-- Start --

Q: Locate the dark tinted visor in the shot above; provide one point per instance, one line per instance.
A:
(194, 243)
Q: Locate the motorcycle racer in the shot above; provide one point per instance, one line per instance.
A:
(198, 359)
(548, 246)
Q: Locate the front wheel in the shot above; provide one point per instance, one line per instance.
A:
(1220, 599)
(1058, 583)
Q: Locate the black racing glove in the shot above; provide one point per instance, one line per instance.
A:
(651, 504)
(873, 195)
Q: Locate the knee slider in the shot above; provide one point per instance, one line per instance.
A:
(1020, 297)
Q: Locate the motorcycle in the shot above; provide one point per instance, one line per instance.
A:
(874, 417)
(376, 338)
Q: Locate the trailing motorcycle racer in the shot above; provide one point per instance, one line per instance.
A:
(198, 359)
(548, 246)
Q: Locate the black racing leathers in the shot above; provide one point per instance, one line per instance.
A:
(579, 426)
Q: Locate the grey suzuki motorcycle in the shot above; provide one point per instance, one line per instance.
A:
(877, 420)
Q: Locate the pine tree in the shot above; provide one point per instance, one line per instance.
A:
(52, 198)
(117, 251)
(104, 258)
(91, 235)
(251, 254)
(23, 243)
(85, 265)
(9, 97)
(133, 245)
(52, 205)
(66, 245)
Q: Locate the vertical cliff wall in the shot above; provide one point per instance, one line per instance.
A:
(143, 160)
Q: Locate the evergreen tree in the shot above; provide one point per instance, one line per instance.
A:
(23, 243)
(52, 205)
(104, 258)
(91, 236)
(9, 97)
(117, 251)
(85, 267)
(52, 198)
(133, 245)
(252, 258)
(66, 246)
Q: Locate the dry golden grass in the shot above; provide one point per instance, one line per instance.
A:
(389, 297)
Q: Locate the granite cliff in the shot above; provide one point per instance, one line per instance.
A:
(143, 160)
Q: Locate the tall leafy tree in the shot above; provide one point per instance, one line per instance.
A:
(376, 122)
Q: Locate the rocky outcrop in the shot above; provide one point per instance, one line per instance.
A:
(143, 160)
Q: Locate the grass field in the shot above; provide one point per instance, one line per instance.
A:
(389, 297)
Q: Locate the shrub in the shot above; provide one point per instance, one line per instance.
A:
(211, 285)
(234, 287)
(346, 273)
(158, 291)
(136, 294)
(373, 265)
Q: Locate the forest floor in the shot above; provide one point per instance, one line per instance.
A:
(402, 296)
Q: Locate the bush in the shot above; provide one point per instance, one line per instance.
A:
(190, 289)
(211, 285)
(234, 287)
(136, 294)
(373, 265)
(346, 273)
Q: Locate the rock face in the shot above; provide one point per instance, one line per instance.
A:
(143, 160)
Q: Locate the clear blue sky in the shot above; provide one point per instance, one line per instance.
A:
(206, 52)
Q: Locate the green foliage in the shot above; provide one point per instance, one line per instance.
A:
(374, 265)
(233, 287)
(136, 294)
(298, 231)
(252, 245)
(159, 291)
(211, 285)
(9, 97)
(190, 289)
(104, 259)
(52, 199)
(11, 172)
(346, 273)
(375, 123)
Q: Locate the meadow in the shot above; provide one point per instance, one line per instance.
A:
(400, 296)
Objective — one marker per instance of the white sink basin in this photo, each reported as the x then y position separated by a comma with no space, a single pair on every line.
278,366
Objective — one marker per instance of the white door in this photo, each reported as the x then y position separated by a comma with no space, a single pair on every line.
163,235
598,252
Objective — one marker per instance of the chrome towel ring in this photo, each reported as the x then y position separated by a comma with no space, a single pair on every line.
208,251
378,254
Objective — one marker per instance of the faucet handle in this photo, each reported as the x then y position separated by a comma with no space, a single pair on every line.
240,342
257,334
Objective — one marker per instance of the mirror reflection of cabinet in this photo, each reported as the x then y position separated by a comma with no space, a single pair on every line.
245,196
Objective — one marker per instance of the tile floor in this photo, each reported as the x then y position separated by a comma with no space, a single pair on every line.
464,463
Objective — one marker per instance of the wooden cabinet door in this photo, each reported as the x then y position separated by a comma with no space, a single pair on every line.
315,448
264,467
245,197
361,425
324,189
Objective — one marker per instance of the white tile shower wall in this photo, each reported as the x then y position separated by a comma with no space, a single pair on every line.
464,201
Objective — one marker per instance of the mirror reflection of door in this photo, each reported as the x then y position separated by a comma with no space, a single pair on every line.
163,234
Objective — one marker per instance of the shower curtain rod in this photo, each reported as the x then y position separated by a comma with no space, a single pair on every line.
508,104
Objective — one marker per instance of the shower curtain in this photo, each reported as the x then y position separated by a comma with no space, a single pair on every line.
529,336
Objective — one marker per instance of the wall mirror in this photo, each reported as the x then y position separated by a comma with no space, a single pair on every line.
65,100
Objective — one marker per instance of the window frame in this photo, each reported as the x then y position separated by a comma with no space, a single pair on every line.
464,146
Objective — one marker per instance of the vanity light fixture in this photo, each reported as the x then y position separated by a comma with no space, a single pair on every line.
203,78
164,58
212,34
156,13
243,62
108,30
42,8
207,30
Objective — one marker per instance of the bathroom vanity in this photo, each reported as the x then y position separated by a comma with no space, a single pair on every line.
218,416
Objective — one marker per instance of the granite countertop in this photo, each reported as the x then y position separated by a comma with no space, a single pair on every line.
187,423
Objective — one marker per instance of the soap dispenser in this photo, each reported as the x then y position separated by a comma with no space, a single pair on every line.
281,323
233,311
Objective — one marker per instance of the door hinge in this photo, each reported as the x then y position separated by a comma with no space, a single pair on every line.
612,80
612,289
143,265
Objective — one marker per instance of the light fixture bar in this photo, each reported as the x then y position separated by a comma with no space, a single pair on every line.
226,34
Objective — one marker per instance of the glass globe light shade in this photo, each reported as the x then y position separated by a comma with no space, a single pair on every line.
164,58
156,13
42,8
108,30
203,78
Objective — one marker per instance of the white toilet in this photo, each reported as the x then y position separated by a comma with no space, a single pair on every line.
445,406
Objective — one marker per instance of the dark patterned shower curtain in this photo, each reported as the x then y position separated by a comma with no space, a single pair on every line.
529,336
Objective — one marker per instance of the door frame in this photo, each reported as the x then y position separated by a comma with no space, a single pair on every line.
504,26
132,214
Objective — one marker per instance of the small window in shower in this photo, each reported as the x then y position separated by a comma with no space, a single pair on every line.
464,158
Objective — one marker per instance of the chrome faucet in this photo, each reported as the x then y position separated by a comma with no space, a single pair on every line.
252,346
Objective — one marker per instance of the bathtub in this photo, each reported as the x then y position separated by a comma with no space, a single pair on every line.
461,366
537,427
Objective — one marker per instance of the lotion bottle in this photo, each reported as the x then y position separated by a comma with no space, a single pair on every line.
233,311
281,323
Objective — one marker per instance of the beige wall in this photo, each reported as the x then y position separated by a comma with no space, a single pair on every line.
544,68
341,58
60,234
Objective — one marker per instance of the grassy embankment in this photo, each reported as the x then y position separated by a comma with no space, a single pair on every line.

-- End --

Copy out all of the material above, line by line, with every character unchanged.

Q: Locate the dark tinted visor in the shot above; provide one point per instance, one line per instance.
A:
(194, 243)
Q: Locate the motorcycle racer in the shot above; provide one point per instance, one line per instance.
A:
(198, 359)
(548, 246)
Q: Locate the front wheel in the shot above; provide one point per instance, one line per instance.
A:
(1220, 599)
(1058, 583)
Q: Locate the black racing glove in the shot above; provide one point per instance, one line per instance.
A:
(651, 504)
(873, 195)
Q: Locate the knee slider in the shot above; provide one point per instance, one line per instance.
A:
(1020, 297)
Q: Locate the motorcycle in the shot above; provide one point per instance, one line per instance.
A:
(874, 417)
(376, 338)
Q: Locate the trailing motorcycle racer in the shot above; provide one point per instance, one line per instance.
A:
(198, 359)
(548, 246)
Q: Locate the black racing leathers in the shot above; provide one point per instance, one line per instance.
A:
(579, 426)
Q: Locate the grey suzuki motorcycle in the shot above; provide one point per instance, one line per instance.
A:
(877, 420)
Q: Locate the pine tree in the shot above; provide one point per instance, one line per instance.
A:
(52, 198)
(117, 251)
(104, 258)
(91, 235)
(251, 254)
(23, 243)
(85, 265)
(9, 97)
(133, 245)
(52, 205)
(66, 245)
Q: Locate the vertical cliff wall in the shot above; provide one point per instance, one line per instance.
A:
(143, 160)
Q: Locate the evergreen tree in the shot above; provide one point per instance, one line per instance.
A:
(23, 243)
(52, 205)
(104, 258)
(91, 236)
(9, 97)
(117, 251)
(85, 267)
(52, 198)
(133, 245)
(252, 258)
(66, 246)
Q: Locate the dry golden grass in the shot above; provide one point per instance, one line per instance.
A:
(389, 297)
Q: Locate the granite cliff in the shot above; provide one point per instance, one line per instance.
A:
(143, 160)
Q: Locate the tall leafy tree in the shot above; provide one point per instance, one line per instance.
A:
(376, 122)
Q: Locate the rocky outcrop in the shot above; provide one point per instance, one line per instance.
A:
(143, 160)
Q: Locate the grass field in the shot above; provide one point per instance, one line per instance.
A:
(389, 297)
Q: Locate the shrub in the shot above; provide one point per instance, one line per instance.
A:
(211, 285)
(234, 287)
(346, 273)
(158, 291)
(136, 294)
(373, 265)
Q: Locate the forest floor in the shot above; provide one point per instance, one line per instance.
A:
(402, 296)
Q: Locate the bush in the shot above; provide one point per instance, one line per instance.
A:
(190, 289)
(211, 285)
(234, 287)
(136, 294)
(373, 265)
(346, 273)
Q: Locate the rock face in the shot above; provide one point per instance, one line per instance.
A:
(143, 160)
Q: Locate the clear blue sky in the shot above; provide one point per instance, one line per instance.
A:
(206, 52)
Q: Locate the green foliage in the shot above; provide one point per instance, one line per instance.
A:
(374, 265)
(233, 287)
(136, 294)
(298, 231)
(252, 245)
(159, 291)
(211, 285)
(9, 97)
(190, 289)
(104, 259)
(52, 199)
(11, 172)
(346, 273)
(375, 123)
Q: Locate the meadow in the shot above; provide one point per instance, one line per instance.
A:
(400, 296)
Objective — one marker per instance of the white sink basin in this photo, each reported as the x then y position separated by a comma with no space, a single pair on every line.
278,366
Objective — one marker per instance of the white door in this photo, each reported as the x then y position separated by a comma with no space, a single pair on every line.
163,235
598,252
Objective — one marker per instance of the chrome towel ring in this photo, each reported as the x then y position separated by a comma with no space, a single pair on every line.
208,251
378,254
Objective — one marker per instance of the faucet handle in this photo, each reported as the x then y position separated by a comma with no space, a single pair on every line.
240,342
257,334
Objective — one marker per instance of the mirror reflection of cabinet in this photo, each reported as the x then y position separated by a comma with no space, a single pair on every line.
245,196
Objective — one marker per instance of the tile floor in this photo, each reported as the x then y position separated by a comma with no space, a single pair on every line.
464,463
Objective — one marker per instance of the wooden cabinet door in this photo, each reported as the x then y position separated by a comma with no space, a single pair on every line.
315,448
264,467
245,197
361,425
324,189
Objective — one marker per instance of the white tile shower wall in this photo, each reported as the x then y position separated by a comma with no space, a single pair on every line.
464,201
Objective — one marker per instance of the mirror reflection of door in this photo, each reported as the x then y position separated by a comma with no space, a single pair on every line.
163,234
Objective — one marker per instance of the shower curtain rod in this photo, each reported as the x then y position separated by a comma with no space, a single pair on every line.
508,104
Objective — one marker per instance of the shower curtain in this photo, each reported as the x then y position separated by a comma with no space, a single pair on every line.
529,336
Objective — one marker per instance of the wall mirror in this photo, each reported as the x then y position separated by a comma with no space, a single pair on every line.
65,100
Objective — one marker per instance of the window frame in this photo, each reported as the x then y position separated by a comma with no space, a single pair on every line.
464,146
Objective — one marker per instance of the vanity light fixture in this photo, each reported as the x then y position separated by a comma with no space, a single pair on every line.
203,78
164,58
212,34
156,13
243,62
108,30
42,8
207,30
Objective — one marker per instance of the bathroom vanity in this photo, each reported as the x then y position separated by a comma with no space, a single pair on every line.
218,416
Objective — one marker per instance of the granite countertop in this photo, each reported as the x then y position separated by a comma with no space, a single pair on every line.
187,423
Objective — one marker per instance of the soap dispenser in this photo, each reported as the x then y position separated by a comma with no space, a single pair on every line.
281,323
233,311
Objective — one marker per instance of the door hinge in this photo, each reported as the x then y position separated by a comma with no space, a single pair on every line.
612,80
612,289
143,265
Objective — one marker per instance of the light fixture bar in this photo, each reported as the x then y position separated by a comma with no space, a single pair on every line.
226,34
Objective — one marker per instance of the glass globe light shade in this photo, each reported as the x then y position separated by a comma with no space, a single pair on every line.
164,58
156,13
42,8
108,30
203,78
Objective — one marker per instance of the white toilet in this photo, each reported as the x then y position separated by a comma with no space, a single pair on every line.
445,406
Objective — one marker per instance of the dark patterned shower curtain in this photo, each reported as the x then y position separated by a comma with no space, a single pair on every line.
529,336
Objective — one marker per instance of the door frame in this photo, each reported as the x then y position separated by a comma with no space, a single pair on every line.
504,26
132,214
Objective — one marker per instance of the small window in shower in this photo, each reported as the x then y position separated by a comma with no space, a single pair on every line.
464,158
Objective — one marker per instance of the chrome faucet in this photo, each reported as the x then y position separated by a comma with no space, a single pair on every line.
252,346
Objective — one marker per instance of the bathtub in this photo, each reported as the x then y position separated by a comma with no space, a single pair on every line.
461,366
537,427
Objective — one marker per instance of the lotion bottle in this photo, each reported as the x then y position separated by a comma with no space, a single pair on every line.
233,311
281,323
Objective — one marker per instance of the beige wall in this photo, each reported as the x then y position separated by a comma with no space, a single pair on every line.
544,68
341,58
60,234
Objective — one marker per instance of the grassy embankment in this photo, each reported as the x then y position separated by a comma with no space, a single pair on every line.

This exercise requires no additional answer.